» Task brief
In this exercise, return the whole listing exactly, excluding any images.

[Pointing dataset excerpts]
****
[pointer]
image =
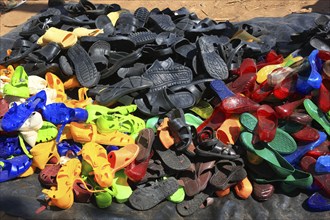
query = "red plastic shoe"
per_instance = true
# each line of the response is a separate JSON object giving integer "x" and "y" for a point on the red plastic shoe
{"x": 284, "y": 111}
{"x": 267, "y": 124}
{"x": 324, "y": 96}
{"x": 238, "y": 104}
{"x": 262, "y": 92}
{"x": 285, "y": 88}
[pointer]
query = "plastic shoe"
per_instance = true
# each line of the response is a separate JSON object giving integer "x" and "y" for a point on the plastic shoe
{"x": 83, "y": 133}
{"x": 14, "y": 167}
{"x": 96, "y": 111}
{"x": 18, "y": 114}
{"x": 36, "y": 84}
{"x": 117, "y": 122}
{"x": 62, "y": 195}
{"x": 288, "y": 61}
{"x": 47, "y": 132}
{"x": 317, "y": 115}
{"x": 44, "y": 152}
{"x": 63, "y": 38}
{"x": 121, "y": 188}
{"x": 121, "y": 158}
{"x": 55, "y": 83}
{"x": 203, "y": 109}
{"x": 18, "y": 84}
{"x": 283, "y": 143}
{"x": 314, "y": 79}
{"x": 82, "y": 102}
{"x": 96, "y": 163}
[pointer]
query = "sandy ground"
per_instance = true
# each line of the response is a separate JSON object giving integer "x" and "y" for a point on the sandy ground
{"x": 220, "y": 10}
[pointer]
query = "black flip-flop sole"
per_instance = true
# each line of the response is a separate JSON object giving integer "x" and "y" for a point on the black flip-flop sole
{"x": 84, "y": 67}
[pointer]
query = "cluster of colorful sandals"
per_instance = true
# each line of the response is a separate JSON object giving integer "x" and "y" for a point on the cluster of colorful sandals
{"x": 104, "y": 104}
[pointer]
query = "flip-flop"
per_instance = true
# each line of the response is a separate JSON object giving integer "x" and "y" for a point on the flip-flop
{"x": 62, "y": 196}
{"x": 121, "y": 158}
{"x": 96, "y": 111}
{"x": 63, "y": 38}
{"x": 203, "y": 109}
{"x": 317, "y": 115}
{"x": 14, "y": 167}
{"x": 112, "y": 93}
{"x": 227, "y": 173}
{"x": 282, "y": 143}
{"x": 288, "y": 61}
{"x": 275, "y": 160}
{"x": 95, "y": 162}
{"x": 43, "y": 152}
{"x": 120, "y": 187}
{"x": 193, "y": 120}
{"x": 18, "y": 85}
{"x": 229, "y": 130}
{"x": 244, "y": 188}
{"x": 148, "y": 197}
{"x": 83, "y": 133}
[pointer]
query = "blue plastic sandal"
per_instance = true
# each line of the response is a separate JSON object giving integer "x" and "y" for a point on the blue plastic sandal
{"x": 305, "y": 84}
{"x": 14, "y": 167}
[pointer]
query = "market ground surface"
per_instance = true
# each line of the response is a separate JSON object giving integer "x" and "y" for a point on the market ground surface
{"x": 221, "y": 10}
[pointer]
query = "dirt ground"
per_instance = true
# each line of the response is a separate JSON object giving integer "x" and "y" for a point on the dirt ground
{"x": 220, "y": 10}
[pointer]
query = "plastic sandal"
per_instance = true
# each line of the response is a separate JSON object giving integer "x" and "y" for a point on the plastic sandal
{"x": 63, "y": 38}
{"x": 83, "y": 133}
{"x": 62, "y": 196}
{"x": 18, "y": 84}
{"x": 275, "y": 160}
{"x": 117, "y": 122}
{"x": 121, "y": 158}
{"x": 229, "y": 130}
{"x": 96, "y": 111}
{"x": 95, "y": 163}
{"x": 283, "y": 143}
{"x": 36, "y": 84}
{"x": 55, "y": 83}
{"x": 244, "y": 188}
{"x": 47, "y": 132}
{"x": 288, "y": 61}
{"x": 14, "y": 167}
{"x": 43, "y": 153}
{"x": 203, "y": 109}
{"x": 317, "y": 115}
{"x": 121, "y": 188}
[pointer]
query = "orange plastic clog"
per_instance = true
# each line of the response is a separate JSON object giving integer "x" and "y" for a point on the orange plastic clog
{"x": 95, "y": 161}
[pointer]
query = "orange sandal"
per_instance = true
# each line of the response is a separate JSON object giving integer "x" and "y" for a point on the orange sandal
{"x": 164, "y": 134}
{"x": 95, "y": 162}
{"x": 55, "y": 83}
{"x": 244, "y": 188}
{"x": 84, "y": 133}
{"x": 83, "y": 100}
{"x": 43, "y": 152}
{"x": 62, "y": 196}
{"x": 121, "y": 158}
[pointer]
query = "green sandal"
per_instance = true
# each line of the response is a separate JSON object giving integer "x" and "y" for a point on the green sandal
{"x": 117, "y": 122}
{"x": 96, "y": 111}
{"x": 47, "y": 132}
{"x": 193, "y": 120}
{"x": 122, "y": 191}
{"x": 274, "y": 159}
{"x": 18, "y": 85}
{"x": 317, "y": 115}
{"x": 283, "y": 143}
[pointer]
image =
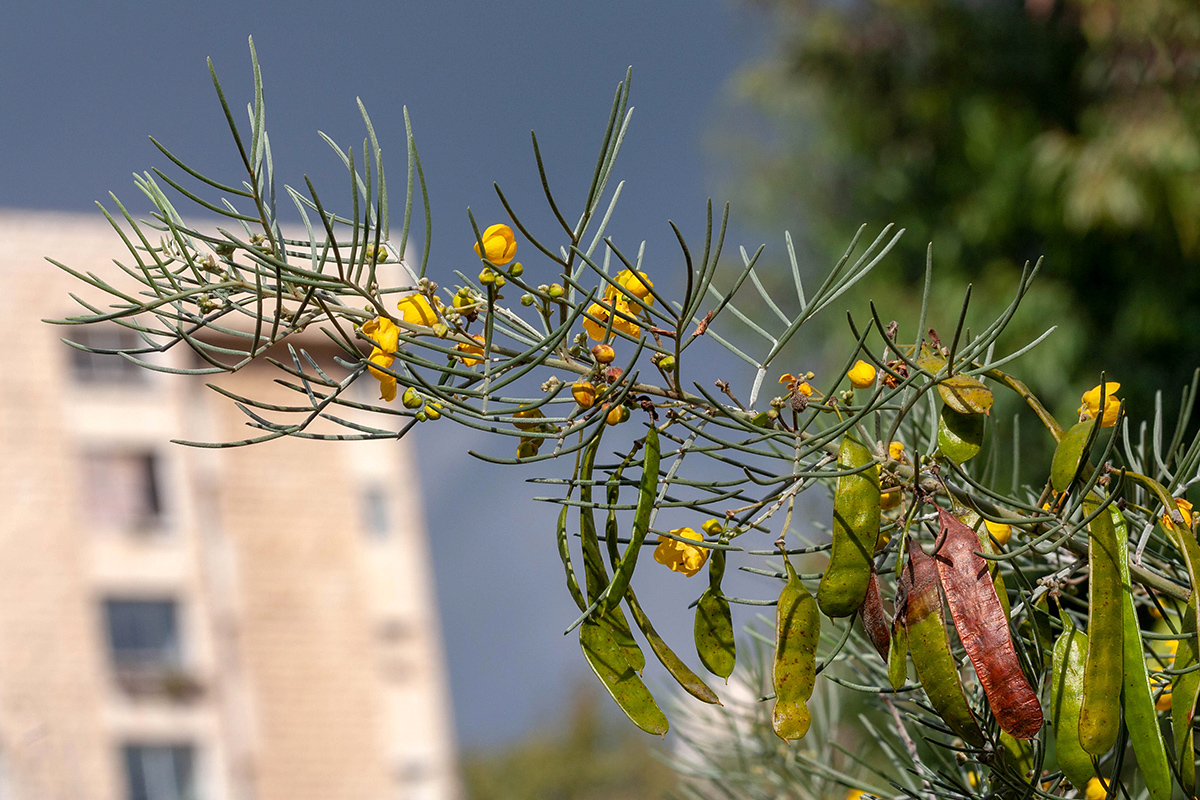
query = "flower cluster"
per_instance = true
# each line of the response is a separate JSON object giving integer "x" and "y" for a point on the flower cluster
{"x": 1091, "y": 407}
{"x": 618, "y": 308}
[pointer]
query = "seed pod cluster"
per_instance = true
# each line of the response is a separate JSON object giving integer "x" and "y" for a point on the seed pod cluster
{"x": 856, "y": 529}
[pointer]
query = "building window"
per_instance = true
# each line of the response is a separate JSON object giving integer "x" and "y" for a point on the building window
{"x": 106, "y": 367}
{"x": 143, "y": 635}
{"x": 121, "y": 489}
{"x": 160, "y": 771}
{"x": 375, "y": 511}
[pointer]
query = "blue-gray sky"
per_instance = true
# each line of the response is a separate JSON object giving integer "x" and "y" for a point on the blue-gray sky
{"x": 83, "y": 84}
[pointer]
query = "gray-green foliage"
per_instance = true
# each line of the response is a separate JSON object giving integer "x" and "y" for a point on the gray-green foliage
{"x": 245, "y": 290}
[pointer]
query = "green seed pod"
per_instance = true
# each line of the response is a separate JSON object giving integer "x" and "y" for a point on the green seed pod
{"x": 714, "y": 624}
{"x": 1066, "y": 699}
{"x": 646, "y": 494}
{"x": 675, "y": 666}
{"x": 898, "y": 653}
{"x": 607, "y": 661}
{"x": 594, "y": 571}
{"x": 1099, "y": 719}
{"x": 959, "y": 435}
{"x": 856, "y": 528}
{"x": 930, "y": 645}
{"x": 1068, "y": 453}
{"x": 965, "y": 395}
{"x": 797, "y": 633}
{"x": 1141, "y": 717}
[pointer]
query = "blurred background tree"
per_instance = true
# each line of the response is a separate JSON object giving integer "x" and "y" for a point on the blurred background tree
****
» Answer for this exercise
[pointer]
image =
query = "red plastic shoe"
per_instance = true
# each line of the response is a separate JSON object giving integer "x" and "y" for a point on the red plastic shoe
{"x": 284, "y": 111}
{"x": 267, "y": 124}
{"x": 324, "y": 96}
{"x": 238, "y": 104}
{"x": 262, "y": 92}
{"x": 285, "y": 88}
[pointer]
query = "plastic shoe"
per_instance = true
# each line of the response is a separate JSON object giving integer "x" and "y" for a point on the plastic shoe
{"x": 83, "y": 133}
{"x": 14, "y": 167}
{"x": 96, "y": 111}
{"x": 18, "y": 114}
{"x": 36, "y": 84}
{"x": 117, "y": 122}
{"x": 62, "y": 195}
{"x": 288, "y": 61}
{"x": 47, "y": 132}
{"x": 317, "y": 115}
{"x": 44, "y": 152}
{"x": 63, "y": 38}
{"x": 121, "y": 188}
{"x": 121, "y": 158}
{"x": 55, "y": 83}
{"x": 203, "y": 109}
{"x": 18, "y": 84}
{"x": 283, "y": 143}
{"x": 314, "y": 79}
{"x": 82, "y": 102}
{"x": 96, "y": 163}
[pointer]
query = "sandy ground"
per_instance = true
# each line of the response is a separate JSON object giving integer "x" and "y" for a point on the sandy ground
{"x": 220, "y": 10}
[pointer]
query = "black flip-flop sole"
per_instance = true
# each line of the response is a separate JSON object giving integer "x" and "y" for a point on the black flip-flop sole
{"x": 84, "y": 67}
[pointer]
query = "cluster of colorful sandals"
per_instance = true
# each line of the response is a separate JSON object giving integer "x" and "y" for a point on the cluster of colorful sandals
{"x": 104, "y": 104}
[pointer]
query = "flip-flop"
per_instance = true
# each line of the response is a separate JSON object giving integer "x" and "y" for a point on the flip-flop
{"x": 62, "y": 196}
{"x": 121, "y": 158}
{"x": 96, "y": 111}
{"x": 63, "y": 38}
{"x": 203, "y": 109}
{"x": 317, "y": 115}
{"x": 14, "y": 167}
{"x": 112, "y": 93}
{"x": 227, "y": 173}
{"x": 282, "y": 143}
{"x": 288, "y": 61}
{"x": 275, "y": 160}
{"x": 95, "y": 162}
{"x": 43, "y": 152}
{"x": 120, "y": 187}
{"x": 193, "y": 120}
{"x": 18, "y": 85}
{"x": 229, "y": 130}
{"x": 244, "y": 188}
{"x": 148, "y": 197}
{"x": 83, "y": 133}
[pointer]
query = "blue plastic sandal"
per_instance = true
# each line of the response is a separate JSON object giving integer "x" and "y" for a point on the blue plastic sandal
{"x": 305, "y": 84}
{"x": 14, "y": 167}
[pointer]
query = "market ground surface"
per_instance = true
# each line of the response is a separate JSON object giving integer "x" and "y" for a point on the market ground surface
{"x": 221, "y": 10}
[pointer]
query = "dirt ground"
per_instance = true
# each line of the response is a separate JSON object giving integer "x" and "y" for a point on the dirt ground
{"x": 220, "y": 10}
[pointer]
query = "plastic sandal"
per_instance = true
# each line of the response is a separate JSON object giving integer "x" and "y" for a point on the plastic sandal
{"x": 63, "y": 38}
{"x": 83, "y": 133}
{"x": 62, "y": 196}
{"x": 18, "y": 84}
{"x": 275, "y": 160}
{"x": 117, "y": 122}
{"x": 121, "y": 158}
{"x": 229, "y": 130}
{"x": 96, "y": 111}
{"x": 95, "y": 163}
{"x": 283, "y": 143}
{"x": 36, "y": 84}
{"x": 55, "y": 83}
{"x": 244, "y": 188}
{"x": 47, "y": 132}
{"x": 288, "y": 61}
{"x": 14, "y": 167}
{"x": 43, "y": 153}
{"x": 203, "y": 109}
{"x": 317, "y": 115}
{"x": 121, "y": 188}
[pointer]
query = "orange plastic clog"
per_instance = true
# each line of the response is a separate JSON object giving integer "x" and "y" for a point on the orange plastic clog
{"x": 95, "y": 161}
[pointer]
query = "orange sandal"
per_instance = true
# each line of the response is a separate JSON object giving integer "x" and "y" for a point on the orange sandal
{"x": 164, "y": 134}
{"x": 95, "y": 162}
{"x": 55, "y": 83}
{"x": 244, "y": 188}
{"x": 84, "y": 133}
{"x": 83, "y": 100}
{"x": 43, "y": 152}
{"x": 62, "y": 196}
{"x": 121, "y": 158}
[pointer]
query = "green sandal"
per_instance = true
# each line of the response is a separate JSON object giving integer "x" and "y" for a point on the green sandal
{"x": 117, "y": 122}
{"x": 96, "y": 111}
{"x": 47, "y": 132}
{"x": 193, "y": 120}
{"x": 122, "y": 191}
{"x": 274, "y": 159}
{"x": 18, "y": 85}
{"x": 317, "y": 115}
{"x": 283, "y": 143}
[pointer]
image =
query = "flower cluster"
per_instance = true
# each line of the response is a separate JSON object giving integer "x" and "y" for a point on the flower cluster
{"x": 1091, "y": 407}
{"x": 618, "y": 308}
[pointer]
query = "seed pod cluster"
per_instance = true
# each line of the response is a separate JSON object giving integer "x" and "y" for a point on the seed pod cluster
{"x": 856, "y": 529}
[pointer]
query = "building window"
per_instance = true
# each line of the response is a separate JSON object giving integer "x" and "y" for a point on the building window
{"x": 106, "y": 367}
{"x": 143, "y": 635}
{"x": 121, "y": 489}
{"x": 160, "y": 771}
{"x": 375, "y": 511}
[pointer]
query = "blue-gray sky"
per_instance = true
# each line of the response is a separate JSON object giving integer "x" and "y" for a point on the blue-gray sky
{"x": 83, "y": 84}
[pointer]
query = "gray-green foliage"
per_instance = true
# each line of the response is a separate JSON object giving integer "x" and "y" for a point on the gray-green foliage
{"x": 245, "y": 290}
[pointer]
query = "green seed pod"
per_instance = true
# each line of the response is a separate JSON object giving integer "x" and "y" for a point on the green seed pod
{"x": 714, "y": 624}
{"x": 1066, "y": 699}
{"x": 646, "y": 494}
{"x": 675, "y": 666}
{"x": 898, "y": 653}
{"x": 607, "y": 661}
{"x": 594, "y": 571}
{"x": 1099, "y": 719}
{"x": 959, "y": 435}
{"x": 856, "y": 528}
{"x": 930, "y": 645}
{"x": 1068, "y": 453}
{"x": 965, "y": 395}
{"x": 797, "y": 633}
{"x": 1141, "y": 717}
[pointer]
query = "blurred background tree"
per_instance = true
# each line of the response is a separate JSON object giving integer "x" and "y" for a point on the blurred background tree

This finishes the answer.